**DATASET**:
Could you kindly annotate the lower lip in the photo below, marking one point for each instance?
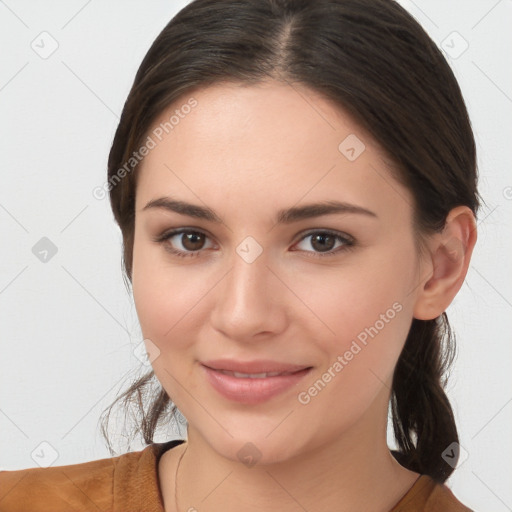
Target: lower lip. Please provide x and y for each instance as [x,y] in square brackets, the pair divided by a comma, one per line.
[252,391]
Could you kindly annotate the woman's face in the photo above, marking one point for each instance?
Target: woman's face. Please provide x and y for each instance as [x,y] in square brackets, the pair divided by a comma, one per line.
[255,277]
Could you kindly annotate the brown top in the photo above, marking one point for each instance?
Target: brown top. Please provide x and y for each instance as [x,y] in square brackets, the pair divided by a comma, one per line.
[129,483]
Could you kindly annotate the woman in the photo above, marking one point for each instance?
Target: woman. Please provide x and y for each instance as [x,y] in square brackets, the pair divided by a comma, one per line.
[295,182]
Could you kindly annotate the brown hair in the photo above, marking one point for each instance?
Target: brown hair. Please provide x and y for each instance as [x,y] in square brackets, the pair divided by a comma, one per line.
[376,62]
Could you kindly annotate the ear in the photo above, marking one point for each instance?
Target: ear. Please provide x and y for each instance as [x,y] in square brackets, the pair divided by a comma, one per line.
[448,261]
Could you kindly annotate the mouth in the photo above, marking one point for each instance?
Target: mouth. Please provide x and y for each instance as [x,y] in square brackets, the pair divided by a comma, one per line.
[252,382]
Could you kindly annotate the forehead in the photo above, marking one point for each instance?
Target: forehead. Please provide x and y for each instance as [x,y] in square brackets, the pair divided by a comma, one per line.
[269,144]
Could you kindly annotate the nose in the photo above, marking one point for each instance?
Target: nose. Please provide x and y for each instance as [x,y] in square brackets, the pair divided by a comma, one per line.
[250,302]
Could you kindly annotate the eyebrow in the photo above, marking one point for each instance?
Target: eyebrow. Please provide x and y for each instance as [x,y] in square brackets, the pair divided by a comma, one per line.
[285,216]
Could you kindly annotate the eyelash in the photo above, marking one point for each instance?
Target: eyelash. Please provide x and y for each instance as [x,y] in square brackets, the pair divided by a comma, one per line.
[349,242]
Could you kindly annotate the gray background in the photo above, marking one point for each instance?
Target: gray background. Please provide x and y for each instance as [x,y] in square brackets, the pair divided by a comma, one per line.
[69,332]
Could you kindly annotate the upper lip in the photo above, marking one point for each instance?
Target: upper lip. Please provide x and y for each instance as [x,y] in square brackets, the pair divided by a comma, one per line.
[255,366]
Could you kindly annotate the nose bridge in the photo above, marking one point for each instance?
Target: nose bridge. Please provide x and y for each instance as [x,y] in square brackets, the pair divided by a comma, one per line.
[247,302]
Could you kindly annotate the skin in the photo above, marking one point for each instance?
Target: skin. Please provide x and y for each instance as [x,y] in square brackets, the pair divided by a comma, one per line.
[247,152]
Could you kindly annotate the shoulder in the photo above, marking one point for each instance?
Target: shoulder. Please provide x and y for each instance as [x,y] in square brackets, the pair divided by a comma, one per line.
[86,486]
[427,495]
[442,498]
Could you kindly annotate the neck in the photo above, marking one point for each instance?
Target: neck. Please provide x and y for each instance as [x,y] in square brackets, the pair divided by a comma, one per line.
[355,471]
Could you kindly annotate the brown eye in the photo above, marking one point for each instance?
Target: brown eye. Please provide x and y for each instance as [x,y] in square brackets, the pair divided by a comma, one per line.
[184,242]
[323,242]
[192,241]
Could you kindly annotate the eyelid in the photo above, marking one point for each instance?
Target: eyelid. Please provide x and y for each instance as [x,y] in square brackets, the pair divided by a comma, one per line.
[349,241]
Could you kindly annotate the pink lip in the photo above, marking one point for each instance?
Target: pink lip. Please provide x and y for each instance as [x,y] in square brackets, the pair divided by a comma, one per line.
[253,390]
[255,366]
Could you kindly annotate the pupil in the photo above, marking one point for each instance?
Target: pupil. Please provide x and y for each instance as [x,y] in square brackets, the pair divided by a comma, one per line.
[323,246]
[191,240]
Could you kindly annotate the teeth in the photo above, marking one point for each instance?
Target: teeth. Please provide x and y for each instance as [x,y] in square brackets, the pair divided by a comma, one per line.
[252,375]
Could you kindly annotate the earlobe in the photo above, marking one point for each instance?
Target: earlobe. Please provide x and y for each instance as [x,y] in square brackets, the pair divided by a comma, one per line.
[450,252]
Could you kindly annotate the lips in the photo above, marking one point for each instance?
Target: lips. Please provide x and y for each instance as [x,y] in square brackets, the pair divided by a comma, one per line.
[252,382]
[254,367]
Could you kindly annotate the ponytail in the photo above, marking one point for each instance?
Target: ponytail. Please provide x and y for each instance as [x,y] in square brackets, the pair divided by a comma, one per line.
[423,420]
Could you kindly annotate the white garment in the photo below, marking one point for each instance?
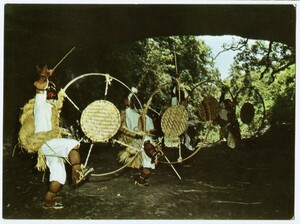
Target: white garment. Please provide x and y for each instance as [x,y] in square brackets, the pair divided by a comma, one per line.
[132,119]
[42,113]
[54,150]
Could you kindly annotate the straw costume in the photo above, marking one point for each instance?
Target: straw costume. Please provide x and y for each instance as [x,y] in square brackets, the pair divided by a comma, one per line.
[140,142]
[40,132]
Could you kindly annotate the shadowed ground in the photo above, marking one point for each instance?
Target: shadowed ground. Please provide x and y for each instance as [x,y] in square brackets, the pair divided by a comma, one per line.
[253,182]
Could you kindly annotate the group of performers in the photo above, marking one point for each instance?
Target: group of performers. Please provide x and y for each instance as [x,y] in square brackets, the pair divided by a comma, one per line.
[136,130]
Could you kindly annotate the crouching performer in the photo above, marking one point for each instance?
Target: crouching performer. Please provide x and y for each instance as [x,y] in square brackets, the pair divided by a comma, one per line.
[142,148]
[41,133]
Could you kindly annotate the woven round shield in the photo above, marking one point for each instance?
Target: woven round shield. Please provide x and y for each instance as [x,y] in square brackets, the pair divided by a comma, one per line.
[100,120]
[174,121]
[247,113]
[209,109]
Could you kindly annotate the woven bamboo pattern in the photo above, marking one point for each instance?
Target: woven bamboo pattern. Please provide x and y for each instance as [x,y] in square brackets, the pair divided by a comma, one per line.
[247,113]
[100,120]
[209,109]
[174,121]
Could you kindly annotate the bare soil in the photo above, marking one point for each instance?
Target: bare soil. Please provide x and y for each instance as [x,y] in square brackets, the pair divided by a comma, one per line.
[255,181]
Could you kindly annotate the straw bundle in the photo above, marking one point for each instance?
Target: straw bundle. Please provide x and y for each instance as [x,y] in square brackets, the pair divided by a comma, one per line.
[32,142]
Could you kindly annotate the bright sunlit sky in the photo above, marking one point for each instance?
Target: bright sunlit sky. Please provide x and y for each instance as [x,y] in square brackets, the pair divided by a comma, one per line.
[225,59]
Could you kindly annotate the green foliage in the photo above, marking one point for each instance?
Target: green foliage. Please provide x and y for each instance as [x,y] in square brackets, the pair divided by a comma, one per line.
[270,67]
[152,62]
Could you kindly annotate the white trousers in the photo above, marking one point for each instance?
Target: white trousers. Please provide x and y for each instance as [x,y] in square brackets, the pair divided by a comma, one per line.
[55,152]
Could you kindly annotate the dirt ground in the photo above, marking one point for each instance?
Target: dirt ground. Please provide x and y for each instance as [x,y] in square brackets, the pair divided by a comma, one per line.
[254,182]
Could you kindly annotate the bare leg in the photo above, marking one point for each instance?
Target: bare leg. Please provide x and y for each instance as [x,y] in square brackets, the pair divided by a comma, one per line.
[49,200]
[74,158]
[54,188]
[141,178]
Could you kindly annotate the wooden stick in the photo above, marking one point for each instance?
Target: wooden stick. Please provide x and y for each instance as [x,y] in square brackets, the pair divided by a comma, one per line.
[63,58]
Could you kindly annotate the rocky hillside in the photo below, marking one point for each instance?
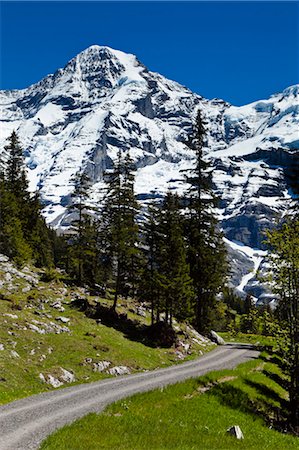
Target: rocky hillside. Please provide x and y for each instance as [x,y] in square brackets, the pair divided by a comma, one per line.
[103,100]
[51,335]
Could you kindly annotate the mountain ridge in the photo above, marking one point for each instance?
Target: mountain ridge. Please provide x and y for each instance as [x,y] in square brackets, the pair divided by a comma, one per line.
[104,100]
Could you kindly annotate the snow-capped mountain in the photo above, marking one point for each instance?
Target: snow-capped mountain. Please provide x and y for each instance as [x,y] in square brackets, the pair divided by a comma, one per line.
[103,100]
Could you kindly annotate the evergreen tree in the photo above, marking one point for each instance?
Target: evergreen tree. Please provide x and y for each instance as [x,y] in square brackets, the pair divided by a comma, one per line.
[284,243]
[166,276]
[23,231]
[15,170]
[82,245]
[174,279]
[149,289]
[206,251]
[119,232]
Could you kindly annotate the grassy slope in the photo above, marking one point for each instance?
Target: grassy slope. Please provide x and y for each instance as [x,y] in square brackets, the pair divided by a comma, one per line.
[184,417]
[19,376]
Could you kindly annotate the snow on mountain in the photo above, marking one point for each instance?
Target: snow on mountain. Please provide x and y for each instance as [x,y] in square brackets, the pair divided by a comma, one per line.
[104,99]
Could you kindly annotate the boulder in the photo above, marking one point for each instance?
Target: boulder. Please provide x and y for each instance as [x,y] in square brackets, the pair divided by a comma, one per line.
[100,366]
[216,338]
[119,370]
[236,432]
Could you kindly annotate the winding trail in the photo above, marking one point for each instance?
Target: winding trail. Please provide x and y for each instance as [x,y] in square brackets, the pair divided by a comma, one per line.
[25,423]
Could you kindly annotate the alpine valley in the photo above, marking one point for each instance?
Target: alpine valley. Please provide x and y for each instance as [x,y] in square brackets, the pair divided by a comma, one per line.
[104,100]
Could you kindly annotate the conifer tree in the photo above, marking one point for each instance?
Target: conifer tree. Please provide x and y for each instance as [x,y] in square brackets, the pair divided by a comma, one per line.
[23,232]
[174,279]
[150,287]
[82,245]
[284,243]
[166,276]
[15,171]
[119,228]
[206,251]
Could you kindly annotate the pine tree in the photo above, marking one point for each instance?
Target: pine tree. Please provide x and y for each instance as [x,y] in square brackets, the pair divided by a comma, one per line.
[82,244]
[149,286]
[23,233]
[15,170]
[284,243]
[166,276]
[206,251]
[119,228]
[175,282]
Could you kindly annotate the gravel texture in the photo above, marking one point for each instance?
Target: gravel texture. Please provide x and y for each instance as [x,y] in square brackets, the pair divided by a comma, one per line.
[25,423]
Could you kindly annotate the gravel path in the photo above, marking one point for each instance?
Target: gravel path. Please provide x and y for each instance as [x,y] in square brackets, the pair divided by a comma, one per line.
[24,424]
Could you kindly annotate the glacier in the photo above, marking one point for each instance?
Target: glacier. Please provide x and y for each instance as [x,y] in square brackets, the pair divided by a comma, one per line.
[104,100]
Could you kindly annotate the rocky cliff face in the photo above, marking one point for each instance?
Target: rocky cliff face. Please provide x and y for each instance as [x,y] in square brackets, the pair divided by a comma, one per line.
[103,100]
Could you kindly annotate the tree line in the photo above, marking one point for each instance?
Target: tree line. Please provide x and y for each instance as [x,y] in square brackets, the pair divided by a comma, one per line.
[169,253]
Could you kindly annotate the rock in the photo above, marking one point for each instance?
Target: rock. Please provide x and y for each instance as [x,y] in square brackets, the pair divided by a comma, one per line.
[26,288]
[87,360]
[67,376]
[12,316]
[49,379]
[216,338]
[140,311]
[63,319]
[236,432]
[8,276]
[57,305]
[64,376]
[119,370]
[33,327]
[100,366]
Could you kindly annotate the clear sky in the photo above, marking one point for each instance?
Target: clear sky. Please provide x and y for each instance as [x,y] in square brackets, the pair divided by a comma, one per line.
[238,51]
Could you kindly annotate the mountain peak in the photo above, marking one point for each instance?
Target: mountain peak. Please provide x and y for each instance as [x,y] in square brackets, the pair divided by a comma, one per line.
[103,67]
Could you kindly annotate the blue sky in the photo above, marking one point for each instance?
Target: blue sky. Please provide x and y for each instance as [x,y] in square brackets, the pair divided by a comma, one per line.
[238,51]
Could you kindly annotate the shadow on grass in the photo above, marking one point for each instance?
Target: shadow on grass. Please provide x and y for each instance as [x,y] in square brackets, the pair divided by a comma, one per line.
[282,381]
[238,399]
[158,335]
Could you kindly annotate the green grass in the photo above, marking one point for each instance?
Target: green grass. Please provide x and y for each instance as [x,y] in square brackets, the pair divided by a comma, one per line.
[185,416]
[19,377]
[255,339]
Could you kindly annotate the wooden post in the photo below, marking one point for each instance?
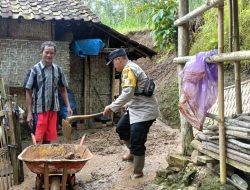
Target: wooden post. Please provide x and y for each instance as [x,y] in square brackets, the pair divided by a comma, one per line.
[46,176]
[236,47]
[221,96]
[186,17]
[18,137]
[13,148]
[183,50]
[112,91]
[64,177]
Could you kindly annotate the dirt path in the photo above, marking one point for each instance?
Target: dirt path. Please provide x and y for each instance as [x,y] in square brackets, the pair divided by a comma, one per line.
[106,171]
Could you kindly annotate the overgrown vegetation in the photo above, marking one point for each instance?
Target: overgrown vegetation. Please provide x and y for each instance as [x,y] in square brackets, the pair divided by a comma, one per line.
[207,38]
[162,15]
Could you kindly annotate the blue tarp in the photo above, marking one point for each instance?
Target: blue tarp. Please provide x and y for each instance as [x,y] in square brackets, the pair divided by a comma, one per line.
[86,47]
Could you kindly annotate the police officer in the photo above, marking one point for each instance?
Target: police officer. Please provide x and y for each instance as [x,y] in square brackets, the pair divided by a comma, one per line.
[142,110]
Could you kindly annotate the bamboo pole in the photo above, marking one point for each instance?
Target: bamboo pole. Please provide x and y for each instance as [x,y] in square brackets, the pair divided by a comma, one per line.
[221,96]
[183,49]
[198,146]
[13,149]
[236,47]
[219,58]
[209,4]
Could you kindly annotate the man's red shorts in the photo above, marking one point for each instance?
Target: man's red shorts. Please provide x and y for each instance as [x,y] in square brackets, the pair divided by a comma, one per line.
[46,128]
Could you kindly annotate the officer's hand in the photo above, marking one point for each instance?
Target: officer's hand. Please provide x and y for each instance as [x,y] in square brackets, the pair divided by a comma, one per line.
[30,120]
[107,110]
[125,107]
[69,110]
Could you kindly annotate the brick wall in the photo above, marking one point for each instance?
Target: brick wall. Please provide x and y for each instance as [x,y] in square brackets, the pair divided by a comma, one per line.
[76,81]
[100,88]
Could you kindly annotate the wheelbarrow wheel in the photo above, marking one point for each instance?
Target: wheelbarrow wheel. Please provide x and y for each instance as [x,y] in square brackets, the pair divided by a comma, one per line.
[39,182]
[55,182]
[71,181]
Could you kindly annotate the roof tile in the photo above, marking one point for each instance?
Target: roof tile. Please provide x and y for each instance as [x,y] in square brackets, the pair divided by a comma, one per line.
[46,10]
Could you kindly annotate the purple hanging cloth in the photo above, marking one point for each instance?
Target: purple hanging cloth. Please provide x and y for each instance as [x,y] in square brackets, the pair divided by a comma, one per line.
[199,88]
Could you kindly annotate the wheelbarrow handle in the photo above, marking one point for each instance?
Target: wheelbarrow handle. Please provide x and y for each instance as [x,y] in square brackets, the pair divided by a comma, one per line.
[82,140]
[79,117]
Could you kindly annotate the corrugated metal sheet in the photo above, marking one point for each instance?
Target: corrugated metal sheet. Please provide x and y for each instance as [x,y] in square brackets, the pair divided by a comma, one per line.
[46,10]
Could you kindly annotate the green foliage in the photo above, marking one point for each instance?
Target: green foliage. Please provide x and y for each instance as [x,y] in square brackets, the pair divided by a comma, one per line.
[120,15]
[193,4]
[161,22]
[207,38]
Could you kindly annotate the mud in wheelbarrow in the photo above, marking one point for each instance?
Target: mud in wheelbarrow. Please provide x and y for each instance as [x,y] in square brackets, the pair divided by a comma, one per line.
[48,160]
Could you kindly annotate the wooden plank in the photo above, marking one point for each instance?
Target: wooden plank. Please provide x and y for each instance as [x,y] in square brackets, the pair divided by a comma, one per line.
[200,10]
[219,58]
[198,146]
[206,159]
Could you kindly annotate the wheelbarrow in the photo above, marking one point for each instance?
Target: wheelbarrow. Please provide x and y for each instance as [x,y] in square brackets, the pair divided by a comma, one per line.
[55,164]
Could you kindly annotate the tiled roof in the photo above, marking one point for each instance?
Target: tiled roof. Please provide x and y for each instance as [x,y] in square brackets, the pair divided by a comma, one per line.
[46,10]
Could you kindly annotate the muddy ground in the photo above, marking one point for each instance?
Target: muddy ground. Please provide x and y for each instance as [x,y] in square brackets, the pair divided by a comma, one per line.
[106,170]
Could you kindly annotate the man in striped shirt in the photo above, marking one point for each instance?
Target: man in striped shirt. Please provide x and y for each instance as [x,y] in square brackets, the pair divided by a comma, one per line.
[42,84]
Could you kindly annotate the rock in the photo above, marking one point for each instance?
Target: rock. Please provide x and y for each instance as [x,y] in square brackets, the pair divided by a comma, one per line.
[177,160]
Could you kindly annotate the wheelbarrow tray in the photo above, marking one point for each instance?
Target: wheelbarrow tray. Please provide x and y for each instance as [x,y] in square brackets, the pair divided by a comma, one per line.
[56,157]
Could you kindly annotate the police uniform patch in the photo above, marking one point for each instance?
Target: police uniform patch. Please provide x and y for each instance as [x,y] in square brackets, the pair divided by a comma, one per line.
[128,78]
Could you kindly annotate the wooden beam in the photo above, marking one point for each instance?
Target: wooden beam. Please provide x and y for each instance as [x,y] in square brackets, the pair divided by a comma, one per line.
[183,50]
[218,58]
[198,146]
[123,41]
[209,4]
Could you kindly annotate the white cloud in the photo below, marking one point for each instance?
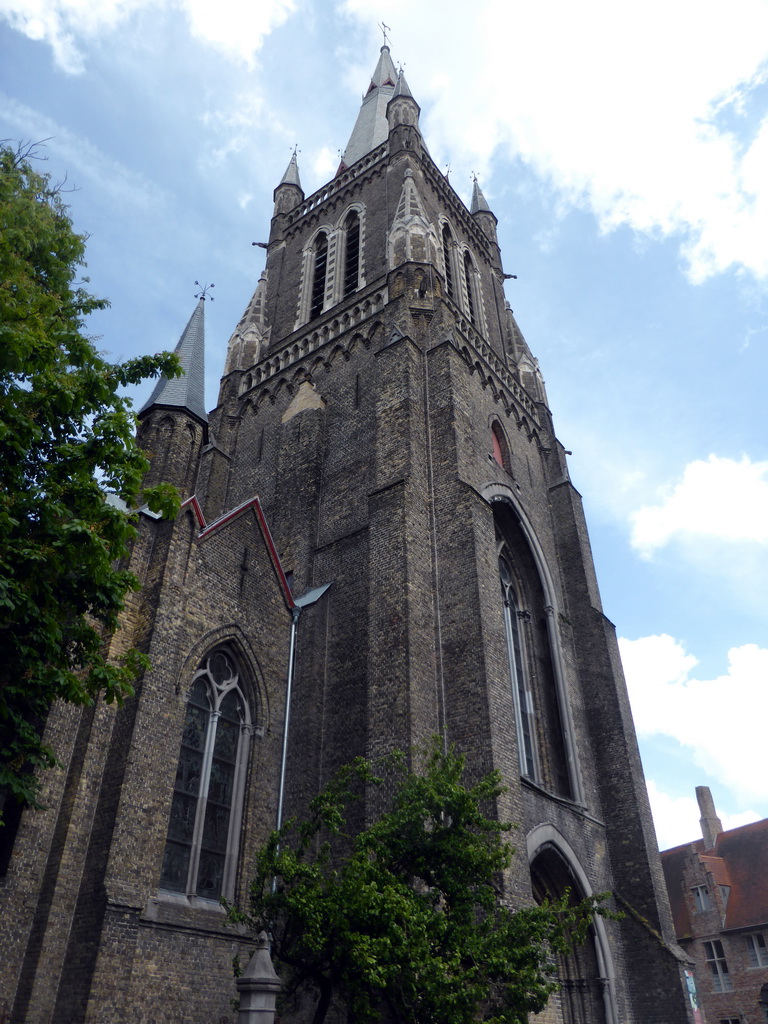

**WHAT IS REQUIRED**: Report every line in the rows above that contains the word "hillside".

**OUTPUT OF THE TASK**:
Could you kindly annotate the rocky hillside in the photo below, marking one point for each instance?
Target: rocky hillside. Please provide x and y for each instance as [x,y] in square brackets, the pair divided by a comma, one per line.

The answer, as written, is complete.